▶ **Instructions to follow**
Reproduce every one of the records below verbatim, line for line.

===== Dataset content

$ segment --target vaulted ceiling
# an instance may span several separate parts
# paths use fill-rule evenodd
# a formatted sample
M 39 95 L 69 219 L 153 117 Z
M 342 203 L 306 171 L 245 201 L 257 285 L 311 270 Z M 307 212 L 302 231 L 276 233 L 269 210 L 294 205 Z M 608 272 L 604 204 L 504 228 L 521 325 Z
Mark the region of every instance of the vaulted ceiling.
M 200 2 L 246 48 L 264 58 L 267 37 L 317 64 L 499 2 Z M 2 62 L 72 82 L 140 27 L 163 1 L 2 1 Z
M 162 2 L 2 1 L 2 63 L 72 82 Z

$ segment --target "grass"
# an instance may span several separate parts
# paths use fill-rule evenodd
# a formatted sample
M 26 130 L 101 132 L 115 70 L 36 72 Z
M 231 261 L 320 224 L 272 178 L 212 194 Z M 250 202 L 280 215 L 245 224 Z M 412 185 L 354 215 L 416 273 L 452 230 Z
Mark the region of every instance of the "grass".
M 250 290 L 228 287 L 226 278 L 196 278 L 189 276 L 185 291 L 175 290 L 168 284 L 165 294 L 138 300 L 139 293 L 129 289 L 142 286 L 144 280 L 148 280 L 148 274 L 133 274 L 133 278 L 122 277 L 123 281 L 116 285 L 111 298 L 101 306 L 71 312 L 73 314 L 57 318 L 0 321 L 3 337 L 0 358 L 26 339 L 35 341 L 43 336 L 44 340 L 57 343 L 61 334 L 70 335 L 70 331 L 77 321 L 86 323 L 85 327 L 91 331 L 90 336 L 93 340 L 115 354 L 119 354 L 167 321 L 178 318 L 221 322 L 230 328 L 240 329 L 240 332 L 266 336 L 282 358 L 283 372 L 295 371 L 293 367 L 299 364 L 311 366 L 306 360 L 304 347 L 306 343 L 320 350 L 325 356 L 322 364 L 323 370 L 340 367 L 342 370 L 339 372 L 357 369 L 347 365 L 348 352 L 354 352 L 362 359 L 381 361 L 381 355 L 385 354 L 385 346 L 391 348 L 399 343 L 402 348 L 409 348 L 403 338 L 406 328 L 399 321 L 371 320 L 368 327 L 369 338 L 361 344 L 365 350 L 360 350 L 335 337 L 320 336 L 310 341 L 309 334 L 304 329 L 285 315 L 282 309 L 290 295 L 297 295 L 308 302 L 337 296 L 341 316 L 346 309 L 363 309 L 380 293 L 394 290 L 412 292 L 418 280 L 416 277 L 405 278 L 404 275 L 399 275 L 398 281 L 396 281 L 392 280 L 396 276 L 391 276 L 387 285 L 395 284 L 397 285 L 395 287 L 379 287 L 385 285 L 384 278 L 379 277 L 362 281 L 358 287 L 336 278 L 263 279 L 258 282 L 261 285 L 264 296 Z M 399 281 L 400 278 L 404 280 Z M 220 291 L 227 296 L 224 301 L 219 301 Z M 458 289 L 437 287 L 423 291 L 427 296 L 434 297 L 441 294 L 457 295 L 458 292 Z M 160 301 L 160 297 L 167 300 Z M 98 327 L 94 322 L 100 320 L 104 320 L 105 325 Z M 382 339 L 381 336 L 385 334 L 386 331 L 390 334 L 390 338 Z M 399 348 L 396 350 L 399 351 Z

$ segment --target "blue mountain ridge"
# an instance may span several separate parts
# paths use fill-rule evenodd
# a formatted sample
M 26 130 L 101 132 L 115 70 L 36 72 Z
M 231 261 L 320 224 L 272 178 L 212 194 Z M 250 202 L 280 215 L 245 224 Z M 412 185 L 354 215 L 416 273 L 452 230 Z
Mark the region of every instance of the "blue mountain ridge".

==========

▶ **Task answer**
$ segment --target vaulted ceiling
# an instance may span several separate parts
# paths use fill-rule evenodd
# a formatted sample
M 39 95 L 69 219 L 153 117 Z
M 342 203 L 306 171 L 245 201 L 257 285 L 311 270 Z M 307 212 L 302 231 L 276 233 L 269 210 L 294 205 Z M 608 272 L 604 204 L 504 228 L 521 325 Z
Mark the region of every instance of the vaulted ceiling.
M 200 2 L 246 48 L 264 58 L 267 37 L 317 64 L 499 2 Z M 2 62 L 72 82 L 140 27 L 163 1 L 2 1 Z
M 162 2 L 2 1 L 2 63 L 72 82 Z

$ segment --target "grass"
# an instance may span several separate parts
# paths use fill-rule evenodd
# a formatted sample
M 26 130 L 101 132 L 115 70 L 36 72 Z
M 231 261 L 320 224 L 272 178 L 212 194 Z M 250 202 L 280 215 L 245 224 Z M 412 185 L 354 215 L 416 273 L 452 230 Z
Mark the region of every instance of the "grass".
M 250 290 L 228 287 L 226 278 L 196 278 L 189 276 L 185 291 L 175 290 L 168 284 L 165 294 L 138 300 L 139 293 L 129 289 L 142 286 L 144 280 L 148 280 L 148 274 L 133 274 L 133 278 L 122 277 L 123 281 L 116 285 L 111 298 L 101 306 L 71 312 L 73 314 L 57 318 L 0 321 L 3 337 L 0 358 L 26 339 L 35 341 L 43 336 L 44 340 L 57 343 L 61 334 L 70 335 L 70 331 L 77 321 L 86 323 L 85 327 L 91 331 L 90 336 L 93 340 L 115 354 L 119 354 L 167 321 L 178 318 L 221 322 L 230 328 L 240 329 L 240 332 L 266 336 L 282 358 L 283 372 L 295 371 L 293 367 L 299 364 L 311 366 L 306 360 L 304 347 L 306 343 L 320 350 L 325 356 L 322 364 L 323 370 L 340 367 L 342 370 L 339 372 L 357 369 L 347 365 L 348 352 L 354 352 L 362 359 L 381 361 L 381 355 L 385 354 L 385 346 L 391 348 L 399 343 L 402 348 L 409 348 L 403 338 L 406 328 L 399 321 L 371 320 L 368 327 L 369 338 L 361 344 L 365 350 L 360 350 L 335 337 L 320 336 L 310 341 L 309 334 L 304 329 L 285 315 L 282 309 L 290 295 L 297 295 L 308 302 L 337 296 L 341 316 L 346 309 L 363 309 L 380 293 L 394 290 L 412 292 L 418 280 L 416 277 L 405 278 L 404 275 L 399 275 L 398 281 L 396 281 L 392 280 L 396 276 L 391 276 L 387 285 L 395 284 L 397 285 L 395 287 L 379 287 L 385 285 L 384 278 L 379 277 L 362 281 L 358 287 L 336 278 L 263 279 L 258 282 L 261 285 L 264 296 Z M 399 281 L 400 278 L 404 280 Z M 220 291 L 227 296 L 224 301 L 219 301 Z M 458 289 L 437 287 L 423 291 L 427 296 L 434 297 L 441 294 L 457 295 L 458 292 Z M 160 301 L 160 297 L 167 300 Z M 98 327 L 94 322 L 100 320 L 104 320 L 105 325 Z M 382 339 L 381 336 L 385 334 L 386 331 L 390 334 L 390 338 Z M 399 348 L 396 350 L 399 351 Z

$ segment --target "blue mountain ridge"
# an instance may span several separate parts
# paths use fill-rule evenodd
# a formatted sample
M 26 130 L 101 132 L 115 70 L 36 72 Z
M 231 261 L 320 224 L 272 178 L 212 194 Z M 250 202 L 280 215 L 245 224 Z M 412 185 L 354 215 L 416 273 L 452 230 Z
Mark the region of every instance of the "blue mountain ridge".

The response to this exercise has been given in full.